My problem with the main exhibition, Unmonumental, was that I didn’t get it or understand any of the meaning of the works, to me it just looked like a random collection of art from the fringes of the scene.
I became somewhat cynical about the idea of how quickly art gets discovered and placed in museums. To me, the works seemed embryonic and not fully realized, but clearly I am no expert and I was missing the point.
A few days ago, I was looking at a pile of old papers and found a leaflet describing the exhibit. One of its paragraphs immediately stuck a chord, seemed massively insightful, made perfect sense and, of course, helped me see the work in a completely new light.
“The opening of the new century seems defined by the disappearance of monuments and erasure of symbols, marked by the indelible images of destruction and ruin, from the fall of the Twin Towers to the obliteration of the Bamayan Budddhas, and the toppling of the statute of Saddam Hussein. It comes as no surprise that this first decade of the 21st century has produced an artistic language of fragments and of debased, precarious trembling forms, sounds and pictures. This millennium appears more concerned with iconoclasm than with creating new, empty and shiny icons. Like the time we live in “Unmonumental” marks the passage from clarity to complexity. It presents artworks that are violent and delinquent, but also expresses the urgent need to start picking up the pieces and rebuilding this world from scratch.”

> Set problem A: In the passage about Unmonumental, why does the quoted leaflet say it is no surprise that the first decade of the 21st century produced an artistic language of fragments?
> Set problem B: Translate this sentence from the passage about Unmonumental into Spanish: "This millennium appears more concerned with iconoclasm than with creating new, empty and shiny icons."
> Set problem C: According to the leaflet quoted in the passage about Unmonumental, what makes up the artistic language produced by the first decade of the 21st century? Name each thing.

> Data section:
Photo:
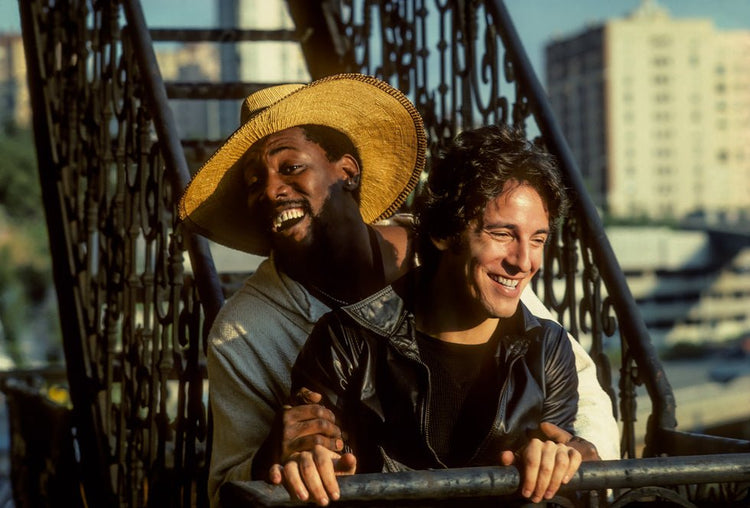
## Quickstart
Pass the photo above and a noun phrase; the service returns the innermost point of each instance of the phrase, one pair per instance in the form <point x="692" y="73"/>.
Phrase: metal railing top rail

> Exercise result A: According to the leaflet, the opening of the new century seems defined by the disappearance of monuments and the erasure of symbols, and it is marked by indelible images of destruction and ruin. The fragmented artistic language follows from that condition.

> Exercise result B: Este milenio parece más preocupado por la iconoclasia que por crear íconos nuevos, vacíos y relucientes.

> Exercise result C: Fragments, forms, sounds and pictures.